## Text shown
┏━━

Meanwhile, the real estate weighting is 8% and includes only one office-oriented player, Allied Properties Real Estate Investment Trust APYRF. “As bond yields went higher and higher last year, the sector sold off, probably more than it needed to,” says McClelland, adding that the fund holds a mix of retail, residential, and industrial names. “As a group, these stocks are now very cheap, versus the value of the assets that these companies own. But they are all enjoying robust rent growth.” The other sector weightings include 9.7% industrials, 9.4% utilities, 8.2% materials and 4.6% communication services.
In searching for attractive stocks, McClelland looks at key attributes such as visibility and predictability of cash flow, a defensible moat for the firm’s business, and a management team that is conservative and yet also growth-oriented at the same time.
Running a 91-name portfolio, McClelland highlights RioCan Real Estate Investment Trust RIOCF, a leading owner and operator of indoor and outdoor shopping malls. “We believe RioCan’s rental stream is very resilient. When companies want to make a decision on where to open a store, they go to RioCan first. They have really good relationships with retailers,” says McClelland. “And because of our growing population, more retailers want to come to Canada to take advantage of that. But there’s been very new supply. It’s come to a halt. So the supply-demand balance is very positive [in RioCan’s favor].”
The REIT, which is trading at about a 20% discount to its net asset value (NAV), pays a 5.8% dividend.
Another favourite name is Boralex Inc. BLX, a Quebec-based firm with a market capitalization of $2.9 billion which has built renewable energy projects in Canada, France and the U.S. As part of the ESG (environment, social and governance) sector that once was high-flying, the stock has been hit by the market doing an about-face. “The ESG sector was over-bought and now it’s reversed in spades and a lot of money has come out of ESG funds,” says McClelland. “Some very large companies have had to write down their portfolios. This company has not had the issues of some others. But it is trading as if it is. They have been very conservative in their growth strategy and manage their cash flow in a conservative way.”

┗━━

## Given data
┏━━

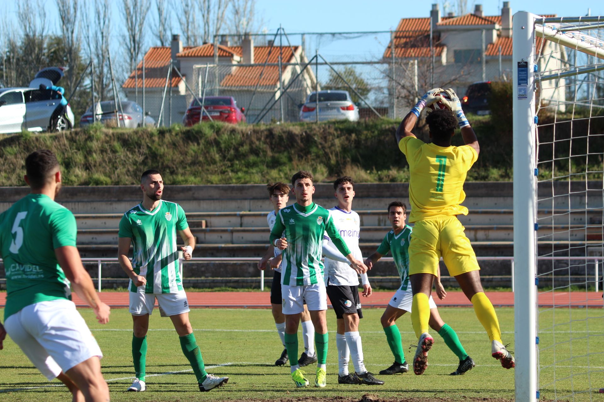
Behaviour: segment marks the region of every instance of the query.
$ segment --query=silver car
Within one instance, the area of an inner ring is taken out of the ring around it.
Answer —
[[[68,104],[61,105],[62,95],[40,84],[55,86],[63,77],[56,67],[38,72],[28,87],[0,88],[0,133],[60,131],[74,126],[74,114]]]
[[[122,114],[123,110],[123,114]],[[121,101],[121,102],[118,101],[117,107],[115,107],[115,102],[113,101],[97,102],[94,104],[94,113],[97,115],[97,121],[108,127],[117,127],[118,122],[120,127],[127,128],[136,128],[143,125],[143,108],[138,103],[132,101]],[[144,125],[155,126],[155,120],[149,115],[148,111],[144,113]],[[92,124],[92,118],[91,106],[80,119],[80,127],[85,127],[89,124]]]
[[[359,121],[359,108],[352,102],[348,91],[319,91],[318,104],[316,92],[311,92],[300,108],[300,121],[316,121],[318,105],[319,121],[326,120]]]

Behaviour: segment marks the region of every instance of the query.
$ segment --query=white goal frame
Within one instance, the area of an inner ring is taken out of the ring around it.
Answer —
[[[604,27],[602,17],[544,18],[525,11],[518,12],[513,16],[513,286],[514,304],[516,307],[514,310],[515,385],[515,400],[523,402],[538,400],[539,397],[536,283],[538,171],[535,111],[536,80],[539,78],[536,78],[535,74],[536,37],[604,58],[604,48],[599,47],[600,43],[594,46],[593,43],[585,42],[580,37],[577,39],[580,34],[574,37],[552,30],[547,27],[548,22],[594,22]],[[602,69],[604,64],[600,64],[551,77],[541,77],[540,80],[561,78]]]

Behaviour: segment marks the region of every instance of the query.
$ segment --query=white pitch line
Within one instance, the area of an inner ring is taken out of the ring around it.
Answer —
[[[234,363],[224,363],[223,364],[217,364],[213,366],[206,366],[205,368],[207,369],[211,369],[213,368],[216,368],[217,367],[224,367],[225,366],[230,366],[234,364]],[[248,363],[239,363],[239,364],[248,364]],[[159,377],[160,375],[169,375],[170,374],[176,374],[179,372],[188,372],[189,371],[193,371],[193,369],[189,369],[188,370],[179,370],[178,371],[166,371],[165,372],[160,372],[156,374],[147,374],[145,377]],[[132,378],[136,378],[135,377],[123,377],[120,378],[109,378],[109,380],[105,380],[106,382],[109,382],[111,381],[120,381],[121,380],[132,380]],[[11,388],[10,389],[0,389],[0,393],[1,392],[13,392],[18,391],[25,391],[27,389],[37,389],[39,388],[49,388],[51,387],[64,387],[65,384],[50,384],[48,385],[40,385],[37,387],[23,387],[22,388]]]

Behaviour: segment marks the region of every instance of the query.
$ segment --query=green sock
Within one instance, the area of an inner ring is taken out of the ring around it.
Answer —
[[[455,333],[452,328],[449,326],[449,324],[445,324],[443,325],[443,327],[439,331],[439,334],[443,337],[445,343],[451,350],[451,351],[459,357],[460,360],[463,360],[467,357],[467,353],[461,346],[461,342],[459,341],[457,334]]]
[[[285,348],[288,350],[288,356],[289,356],[289,365],[298,365],[298,334],[288,334],[285,333]]]
[[[141,381],[145,380],[147,366],[147,336],[138,338],[132,334],[132,361],[134,362],[135,374]]]
[[[327,334],[315,333],[315,347],[316,348],[316,364],[325,364],[327,361],[327,343],[329,336]]]
[[[394,362],[399,364],[405,363],[405,353],[403,351],[403,345],[400,340],[400,332],[396,325],[387,327],[384,328],[386,333],[386,340],[388,345],[390,347],[392,354],[394,355]]]
[[[204,359],[201,357],[199,347],[195,341],[195,336],[191,332],[188,335],[179,336],[179,339],[181,341],[181,348],[182,349],[185,357],[191,363],[191,368],[195,373],[195,377],[197,377],[197,382],[200,383],[204,382],[208,373],[205,372],[205,365],[204,364]]]

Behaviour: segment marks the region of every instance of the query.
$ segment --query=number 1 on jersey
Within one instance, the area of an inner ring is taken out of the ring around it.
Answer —
[[[447,157],[438,155],[436,157],[436,162],[439,163],[439,175],[436,177],[436,191],[442,193],[443,192],[443,187],[445,186],[445,171],[447,167]]]

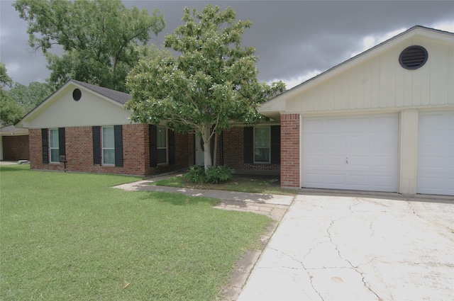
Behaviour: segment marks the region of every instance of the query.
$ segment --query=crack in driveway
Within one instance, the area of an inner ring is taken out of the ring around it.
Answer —
[[[375,292],[374,292],[374,290],[372,290],[372,288],[371,288],[367,285],[367,283],[366,283],[366,280],[365,280],[365,276],[364,276],[364,273],[363,273],[361,271],[360,271],[360,268],[359,268],[359,266],[360,266],[360,265],[358,265],[358,266],[354,266],[354,265],[351,263],[351,261],[350,261],[350,260],[348,260],[348,259],[346,259],[346,258],[345,258],[345,257],[343,257],[343,256],[342,256],[342,254],[340,254],[340,250],[339,250],[339,247],[338,247],[338,244],[336,244],[336,243],[334,242],[334,241],[333,241],[333,237],[332,237],[331,233],[331,232],[330,232],[330,231],[331,231],[331,229],[333,228],[333,227],[334,226],[334,224],[335,224],[336,222],[338,222],[338,221],[339,221],[339,220],[343,220],[343,219],[345,219],[345,218],[348,218],[348,217],[350,217],[352,215],[353,215],[353,213],[354,213],[354,212],[353,212],[353,210],[352,210],[352,208],[353,208],[354,206],[356,206],[356,205],[359,205],[359,204],[360,203],[360,202],[361,202],[361,199],[360,199],[360,198],[355,198],[355,203],[354,203],[354,204],[353,204],[353,205],[350,205],[348,207],[348,210],[350,210],[350,214],[348,214],[348,215],[345,215],[345,216],[343,216],[343,217],[339,217],[339,218],[338,218],[338,219],[336,219],[336,220],[331,220],[331,224],[330,224],[329,227],[326,229],[326,233],[328,233],[328,237],[329,237],[329,239],[330,239],[330,242],[331,242],[331,243],[334,246],[334,248],[336,249],[336,251],[337,251],[337,252],[338,252],[338,255],[339,256],[339,258],[340,258],[340,259],[343,259],[343,260],[344,260],[344,261],[347,261],[347,262],[348,263],[348,264],[349,264],[349,265],[350,265],[350,266],[353,268],[353,270],[354,270],[356,273],[358,273],[358,274],[360,274],[360,275],[361,276],[361,280],[362,280],[362,284],[364,285],[365,288],[367,288],[367,289],[370,293],[372,293],[372,294],[374,294],[374,295],[377,297],[377,298],[378,299],[378,300],[382,301],[382,298],[381,298],[381,297],[380,297],[380,296],[379,296],[379,295],[378,295]],[[370,222],[370,229],[372,227],[372,222]],[[372,262],[372,261],[373,261],[373,259],[371,259],[371,260],[370,260],[367,263],[364,263],[364,264],[361,264],[361,265],[366,265],[366,264],[368,264],[368,263],[370,263],[370,262]]]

┗━━

## Task
Carry on the text about McClelland's fund holdings, starting after its final sentence. The material after the text stands on its own and has no link to it.

## Output below
Although the stock is trading at $33, McClelland’s team estimates the intrinsic value is $41. The dividend yield is 2.3%.
As a 30-year industry veteran, McClelland acknowledges this is one of the trickier investment cycles that she has seen. “Because the market has so many more funds that are not managed by individuals—such as exchanged traded funds--there are a lot more irrational moves in the market. The swings are more extreme now, because there are fewer individuals looking at stocks, and they are saying, ‘That’s not reasonable,’” says McClelland, adding that the effects of the Covid-19 pandemic on consumer behavior and macro-economic developments are still being felt. “The stock market is not pinpointing value accurately because the make-up of market is a lot of trickier to navigate.”
Optimism About 2025 Should Overshadow Uncertainty
Accordingly, when McClelland looks at 2024, she expects it to be a tepid bull market. “There are a lot of companies that are reflecting negative scenarios. But once we get to the other side, there will be a better tone in our market. More capital markets transactions could be a catalyst for our equity markets,” says McClelland. “We have been anticipating a slowdown for so very long. Once we get in the middle of it, people may start to see how things will look better in 2025.”